▸ **Given task**:
Please gather every line below that contains "vest", matching case exactly.
--- begin Dataset records ---
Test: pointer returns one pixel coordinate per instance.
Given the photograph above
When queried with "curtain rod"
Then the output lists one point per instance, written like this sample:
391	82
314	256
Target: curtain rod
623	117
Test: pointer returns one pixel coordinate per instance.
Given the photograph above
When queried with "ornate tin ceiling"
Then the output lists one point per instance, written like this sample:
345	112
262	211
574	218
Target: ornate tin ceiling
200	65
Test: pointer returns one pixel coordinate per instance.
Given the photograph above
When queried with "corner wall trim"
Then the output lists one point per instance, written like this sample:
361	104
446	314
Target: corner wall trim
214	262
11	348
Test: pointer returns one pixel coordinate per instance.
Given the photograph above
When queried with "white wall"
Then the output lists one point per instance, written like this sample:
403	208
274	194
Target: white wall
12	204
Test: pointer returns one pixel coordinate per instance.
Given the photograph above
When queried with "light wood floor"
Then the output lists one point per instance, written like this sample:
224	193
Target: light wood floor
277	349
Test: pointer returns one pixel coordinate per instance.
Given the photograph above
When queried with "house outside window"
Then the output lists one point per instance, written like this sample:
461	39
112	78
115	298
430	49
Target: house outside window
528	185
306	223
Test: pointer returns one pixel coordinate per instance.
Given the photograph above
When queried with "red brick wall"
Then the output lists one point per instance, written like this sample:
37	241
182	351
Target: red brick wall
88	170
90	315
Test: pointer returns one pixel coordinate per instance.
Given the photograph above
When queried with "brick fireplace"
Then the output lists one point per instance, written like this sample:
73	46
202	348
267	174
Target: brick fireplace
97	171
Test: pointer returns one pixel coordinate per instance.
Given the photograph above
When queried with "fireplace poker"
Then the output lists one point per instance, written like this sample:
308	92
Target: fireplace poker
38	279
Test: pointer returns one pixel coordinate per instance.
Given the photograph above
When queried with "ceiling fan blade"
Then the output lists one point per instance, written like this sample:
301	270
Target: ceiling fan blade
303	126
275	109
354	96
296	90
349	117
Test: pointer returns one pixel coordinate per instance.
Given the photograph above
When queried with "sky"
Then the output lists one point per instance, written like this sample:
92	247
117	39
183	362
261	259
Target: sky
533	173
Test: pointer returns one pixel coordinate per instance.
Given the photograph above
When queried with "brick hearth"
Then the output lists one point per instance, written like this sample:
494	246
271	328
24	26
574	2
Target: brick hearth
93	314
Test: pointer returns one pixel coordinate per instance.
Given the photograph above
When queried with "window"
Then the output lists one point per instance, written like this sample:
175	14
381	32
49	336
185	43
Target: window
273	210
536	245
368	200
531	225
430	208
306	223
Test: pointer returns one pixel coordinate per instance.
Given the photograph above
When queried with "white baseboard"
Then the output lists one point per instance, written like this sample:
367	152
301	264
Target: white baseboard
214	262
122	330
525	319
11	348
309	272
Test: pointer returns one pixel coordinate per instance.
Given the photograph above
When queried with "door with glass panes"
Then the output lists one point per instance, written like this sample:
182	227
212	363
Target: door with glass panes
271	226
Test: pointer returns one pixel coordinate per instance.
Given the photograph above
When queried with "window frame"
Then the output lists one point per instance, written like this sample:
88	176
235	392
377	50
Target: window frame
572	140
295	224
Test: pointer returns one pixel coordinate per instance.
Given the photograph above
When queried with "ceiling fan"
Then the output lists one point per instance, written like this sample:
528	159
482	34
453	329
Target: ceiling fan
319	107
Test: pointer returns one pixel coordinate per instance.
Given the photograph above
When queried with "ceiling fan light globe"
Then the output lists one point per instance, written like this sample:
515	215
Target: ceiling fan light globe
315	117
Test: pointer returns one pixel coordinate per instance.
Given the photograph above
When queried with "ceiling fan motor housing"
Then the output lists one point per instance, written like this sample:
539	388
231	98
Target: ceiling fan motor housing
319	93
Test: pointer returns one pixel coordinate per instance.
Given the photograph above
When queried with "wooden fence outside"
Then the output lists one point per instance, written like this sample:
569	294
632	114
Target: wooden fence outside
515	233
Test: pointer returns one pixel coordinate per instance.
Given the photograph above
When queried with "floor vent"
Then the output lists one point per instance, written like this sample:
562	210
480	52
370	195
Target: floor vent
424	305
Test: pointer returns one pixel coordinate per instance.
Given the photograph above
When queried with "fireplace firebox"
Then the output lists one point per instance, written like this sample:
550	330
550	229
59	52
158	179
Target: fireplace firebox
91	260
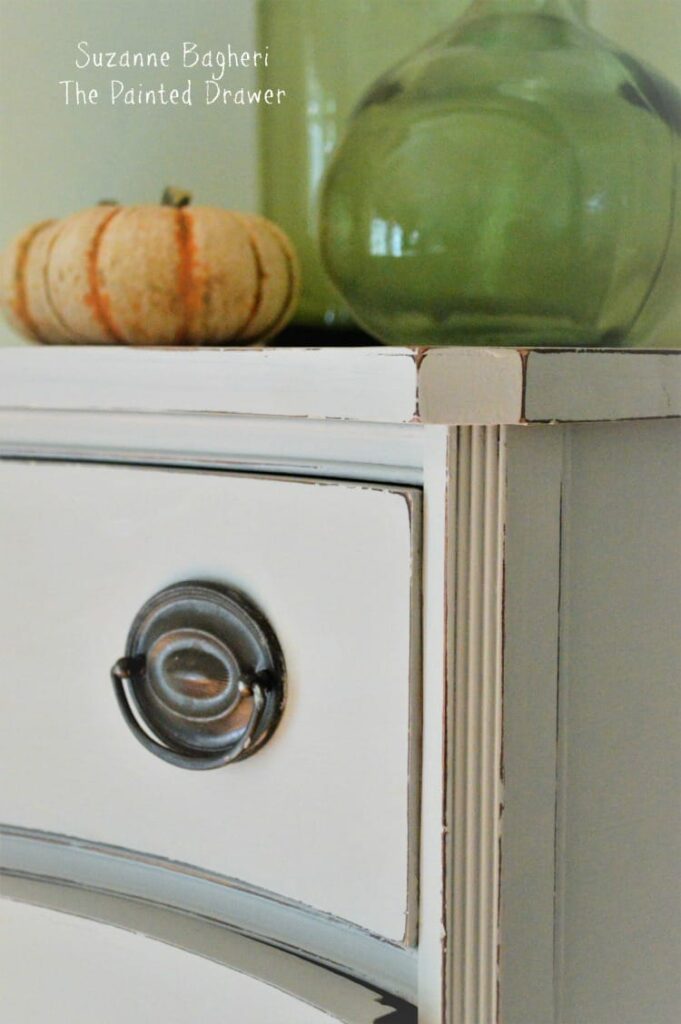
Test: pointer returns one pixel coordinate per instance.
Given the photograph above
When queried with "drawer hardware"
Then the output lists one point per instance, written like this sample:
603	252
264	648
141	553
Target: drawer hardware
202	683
--- end Dataset records ---
--- begin Dataset records ---
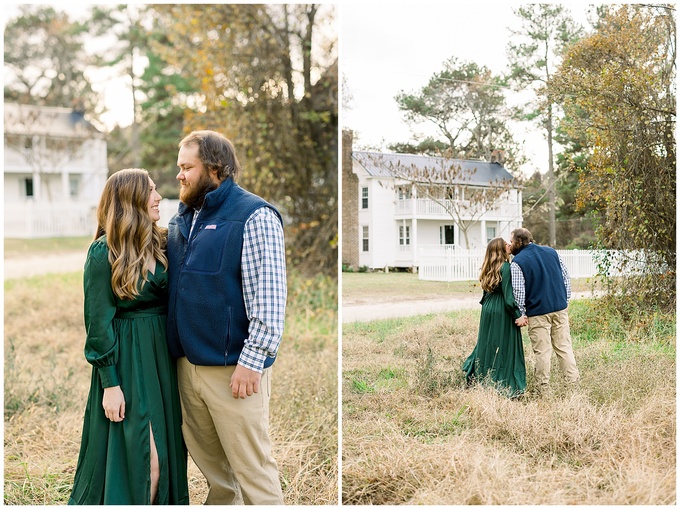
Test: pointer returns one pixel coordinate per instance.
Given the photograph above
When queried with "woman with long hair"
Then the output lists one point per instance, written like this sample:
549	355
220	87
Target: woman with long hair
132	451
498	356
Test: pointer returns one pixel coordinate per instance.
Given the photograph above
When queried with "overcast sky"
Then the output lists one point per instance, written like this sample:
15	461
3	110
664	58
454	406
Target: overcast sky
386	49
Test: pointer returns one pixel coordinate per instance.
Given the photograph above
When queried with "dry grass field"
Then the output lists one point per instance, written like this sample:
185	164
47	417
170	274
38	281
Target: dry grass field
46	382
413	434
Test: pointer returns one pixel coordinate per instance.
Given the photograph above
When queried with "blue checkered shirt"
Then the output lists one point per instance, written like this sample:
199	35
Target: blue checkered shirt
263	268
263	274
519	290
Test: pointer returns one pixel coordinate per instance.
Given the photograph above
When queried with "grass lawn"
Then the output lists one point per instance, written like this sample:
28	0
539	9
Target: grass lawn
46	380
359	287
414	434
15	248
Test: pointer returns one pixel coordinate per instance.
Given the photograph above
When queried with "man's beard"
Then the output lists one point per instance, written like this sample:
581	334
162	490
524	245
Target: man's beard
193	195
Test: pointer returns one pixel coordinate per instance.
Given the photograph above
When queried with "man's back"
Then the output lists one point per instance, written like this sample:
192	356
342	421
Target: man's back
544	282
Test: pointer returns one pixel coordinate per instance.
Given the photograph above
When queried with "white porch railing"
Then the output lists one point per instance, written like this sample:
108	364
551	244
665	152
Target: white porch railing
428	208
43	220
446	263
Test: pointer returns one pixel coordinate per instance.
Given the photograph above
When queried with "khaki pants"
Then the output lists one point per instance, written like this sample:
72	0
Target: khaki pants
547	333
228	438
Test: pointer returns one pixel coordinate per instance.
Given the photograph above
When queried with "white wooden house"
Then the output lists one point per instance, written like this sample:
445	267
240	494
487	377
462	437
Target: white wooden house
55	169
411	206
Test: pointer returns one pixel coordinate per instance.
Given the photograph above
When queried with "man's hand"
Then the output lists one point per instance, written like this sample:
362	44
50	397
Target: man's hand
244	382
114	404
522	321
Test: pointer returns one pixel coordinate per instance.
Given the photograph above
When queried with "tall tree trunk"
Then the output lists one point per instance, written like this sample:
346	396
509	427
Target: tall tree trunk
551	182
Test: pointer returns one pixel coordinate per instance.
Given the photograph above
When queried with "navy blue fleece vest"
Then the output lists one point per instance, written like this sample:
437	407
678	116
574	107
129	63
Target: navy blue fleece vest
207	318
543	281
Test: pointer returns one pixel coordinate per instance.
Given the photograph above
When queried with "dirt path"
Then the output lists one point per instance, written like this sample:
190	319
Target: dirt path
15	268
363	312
--- end Dataset records ---
▸ **Written answer**:
When queried with "navy blue fleece vest"
Target: navy blue fleece vest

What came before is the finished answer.